:: Source data

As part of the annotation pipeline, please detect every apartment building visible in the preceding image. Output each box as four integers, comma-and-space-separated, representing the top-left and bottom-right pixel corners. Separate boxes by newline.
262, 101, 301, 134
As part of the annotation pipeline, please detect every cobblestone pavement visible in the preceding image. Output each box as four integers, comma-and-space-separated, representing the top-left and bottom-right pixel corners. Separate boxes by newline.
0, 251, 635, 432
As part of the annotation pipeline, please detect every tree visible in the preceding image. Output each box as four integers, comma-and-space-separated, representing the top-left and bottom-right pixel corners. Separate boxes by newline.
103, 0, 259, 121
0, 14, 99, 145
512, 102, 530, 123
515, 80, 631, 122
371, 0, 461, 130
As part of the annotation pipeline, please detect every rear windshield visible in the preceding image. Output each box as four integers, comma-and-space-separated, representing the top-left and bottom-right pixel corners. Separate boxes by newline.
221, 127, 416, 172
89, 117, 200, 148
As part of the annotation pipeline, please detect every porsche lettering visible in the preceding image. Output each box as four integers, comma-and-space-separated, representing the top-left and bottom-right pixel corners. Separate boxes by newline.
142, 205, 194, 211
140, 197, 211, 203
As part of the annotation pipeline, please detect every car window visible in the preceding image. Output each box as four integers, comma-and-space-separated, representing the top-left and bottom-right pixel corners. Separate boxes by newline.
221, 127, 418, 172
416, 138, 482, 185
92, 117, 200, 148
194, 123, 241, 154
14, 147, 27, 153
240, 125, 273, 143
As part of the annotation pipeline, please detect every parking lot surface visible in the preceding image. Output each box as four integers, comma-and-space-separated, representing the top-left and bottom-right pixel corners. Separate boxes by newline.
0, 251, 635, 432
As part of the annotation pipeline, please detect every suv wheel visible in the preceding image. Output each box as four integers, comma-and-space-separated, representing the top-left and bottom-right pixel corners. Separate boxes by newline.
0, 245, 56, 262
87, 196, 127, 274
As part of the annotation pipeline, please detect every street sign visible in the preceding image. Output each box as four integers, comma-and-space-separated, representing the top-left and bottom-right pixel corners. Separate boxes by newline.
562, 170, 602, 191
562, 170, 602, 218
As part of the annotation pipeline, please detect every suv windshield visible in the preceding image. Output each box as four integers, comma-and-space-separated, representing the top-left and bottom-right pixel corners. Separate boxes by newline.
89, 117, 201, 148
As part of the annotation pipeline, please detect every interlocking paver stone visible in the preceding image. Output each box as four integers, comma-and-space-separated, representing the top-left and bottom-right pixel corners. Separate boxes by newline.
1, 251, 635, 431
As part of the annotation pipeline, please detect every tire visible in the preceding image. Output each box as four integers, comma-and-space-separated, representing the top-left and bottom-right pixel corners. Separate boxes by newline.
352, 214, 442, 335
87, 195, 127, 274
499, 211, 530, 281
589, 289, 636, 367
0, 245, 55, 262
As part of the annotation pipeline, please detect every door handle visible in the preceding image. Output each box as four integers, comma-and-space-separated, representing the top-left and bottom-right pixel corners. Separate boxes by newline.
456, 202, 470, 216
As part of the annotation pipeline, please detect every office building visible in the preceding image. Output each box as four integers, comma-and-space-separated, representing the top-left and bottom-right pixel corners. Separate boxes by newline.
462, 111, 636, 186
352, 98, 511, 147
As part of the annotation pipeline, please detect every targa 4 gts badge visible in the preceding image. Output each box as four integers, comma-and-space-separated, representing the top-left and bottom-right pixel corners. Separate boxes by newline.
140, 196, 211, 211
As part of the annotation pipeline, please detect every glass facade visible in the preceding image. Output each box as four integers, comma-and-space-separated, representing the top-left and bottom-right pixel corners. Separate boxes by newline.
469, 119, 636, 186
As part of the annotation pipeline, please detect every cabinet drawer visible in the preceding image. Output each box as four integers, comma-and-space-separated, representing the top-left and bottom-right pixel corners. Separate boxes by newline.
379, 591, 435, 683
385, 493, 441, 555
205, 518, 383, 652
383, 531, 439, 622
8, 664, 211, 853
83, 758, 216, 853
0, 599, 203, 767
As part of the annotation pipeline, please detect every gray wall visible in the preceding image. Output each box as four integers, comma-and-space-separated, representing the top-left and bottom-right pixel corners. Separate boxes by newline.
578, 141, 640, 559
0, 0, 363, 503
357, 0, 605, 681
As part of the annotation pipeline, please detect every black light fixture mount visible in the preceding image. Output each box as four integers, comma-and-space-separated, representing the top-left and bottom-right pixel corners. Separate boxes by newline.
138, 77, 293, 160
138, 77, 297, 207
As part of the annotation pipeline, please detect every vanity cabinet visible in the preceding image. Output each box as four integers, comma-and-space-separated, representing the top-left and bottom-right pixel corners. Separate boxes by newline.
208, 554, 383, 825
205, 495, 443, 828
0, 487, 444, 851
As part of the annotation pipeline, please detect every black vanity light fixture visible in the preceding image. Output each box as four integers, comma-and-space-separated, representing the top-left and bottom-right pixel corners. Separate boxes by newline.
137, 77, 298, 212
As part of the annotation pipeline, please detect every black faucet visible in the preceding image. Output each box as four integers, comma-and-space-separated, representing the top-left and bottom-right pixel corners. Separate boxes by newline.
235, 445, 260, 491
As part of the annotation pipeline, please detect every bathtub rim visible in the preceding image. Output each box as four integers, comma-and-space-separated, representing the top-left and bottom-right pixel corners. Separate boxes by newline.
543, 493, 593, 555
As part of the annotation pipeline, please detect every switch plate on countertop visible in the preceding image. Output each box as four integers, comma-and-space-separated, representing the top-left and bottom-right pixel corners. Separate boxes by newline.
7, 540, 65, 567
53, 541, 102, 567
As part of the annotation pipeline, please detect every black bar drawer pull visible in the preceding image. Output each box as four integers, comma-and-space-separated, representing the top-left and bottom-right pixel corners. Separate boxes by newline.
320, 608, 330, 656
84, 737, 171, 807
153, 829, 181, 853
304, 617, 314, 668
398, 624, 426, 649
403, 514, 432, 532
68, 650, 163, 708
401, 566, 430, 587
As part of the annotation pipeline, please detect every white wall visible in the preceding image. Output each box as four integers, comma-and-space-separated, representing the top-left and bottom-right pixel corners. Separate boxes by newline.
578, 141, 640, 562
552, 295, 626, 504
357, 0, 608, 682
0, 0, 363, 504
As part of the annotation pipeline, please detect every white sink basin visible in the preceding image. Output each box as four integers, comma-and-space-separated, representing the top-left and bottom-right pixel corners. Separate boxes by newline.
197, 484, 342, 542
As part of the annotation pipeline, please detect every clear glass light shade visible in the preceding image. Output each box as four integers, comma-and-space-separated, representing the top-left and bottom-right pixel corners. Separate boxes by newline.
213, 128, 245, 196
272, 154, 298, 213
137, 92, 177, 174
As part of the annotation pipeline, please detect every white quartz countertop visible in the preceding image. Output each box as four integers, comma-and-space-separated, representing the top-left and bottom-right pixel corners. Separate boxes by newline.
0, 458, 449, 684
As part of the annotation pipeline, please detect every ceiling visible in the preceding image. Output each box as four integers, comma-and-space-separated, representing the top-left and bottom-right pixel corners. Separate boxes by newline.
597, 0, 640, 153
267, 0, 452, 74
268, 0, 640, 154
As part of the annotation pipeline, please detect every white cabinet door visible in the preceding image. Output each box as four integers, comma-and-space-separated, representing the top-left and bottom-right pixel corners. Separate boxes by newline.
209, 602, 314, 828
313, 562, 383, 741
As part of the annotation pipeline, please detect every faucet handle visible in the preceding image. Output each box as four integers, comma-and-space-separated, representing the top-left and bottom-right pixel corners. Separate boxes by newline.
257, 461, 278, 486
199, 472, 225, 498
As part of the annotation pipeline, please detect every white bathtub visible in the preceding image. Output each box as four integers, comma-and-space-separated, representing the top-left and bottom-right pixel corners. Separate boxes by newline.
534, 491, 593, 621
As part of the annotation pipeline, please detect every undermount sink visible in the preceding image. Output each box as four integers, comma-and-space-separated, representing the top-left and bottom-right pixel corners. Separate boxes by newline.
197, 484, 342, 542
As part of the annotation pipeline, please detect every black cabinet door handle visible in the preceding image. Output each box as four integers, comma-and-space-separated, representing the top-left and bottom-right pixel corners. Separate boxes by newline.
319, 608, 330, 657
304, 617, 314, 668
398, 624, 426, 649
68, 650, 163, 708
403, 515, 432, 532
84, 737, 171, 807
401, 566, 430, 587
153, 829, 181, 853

::::

Please return every line from the one that contains "every white bathtub" through the end of the entries, exactly, leaving out all others.

Answer to this task >>
As part of the annotation pipeline, please detect every white bathtub visible in the preceding image. Output each box as four integers, comma-and-space-separated, representing the top-left and bottom-right pixel corners. Separate boxes by newline.
534, 491, 593, 621
As part of the annotation pipeline, please detect every undermount sink visible in the preceding image. Output each box as four integers, comma-and-space-separated, representing the top-left and bottom-right pixel corners. Separate boxes by newline.
197, 484, 342, 542
As part of the annotation pipeline, please detect every black cabinet door handle visible in the preceding image. Output each box as four integers, comma-and-space-separated, representing the top-left and bottom-right pixel corners. Separate boxes by newline.
319, 608, 330, 657
304, 617, 314, 668
398, 624, 426, 649
68, 650, 163, 708
403, 515, 432, 532
84, 737, 171, 807
401, 566, 430, 587
153, 829, 181, 853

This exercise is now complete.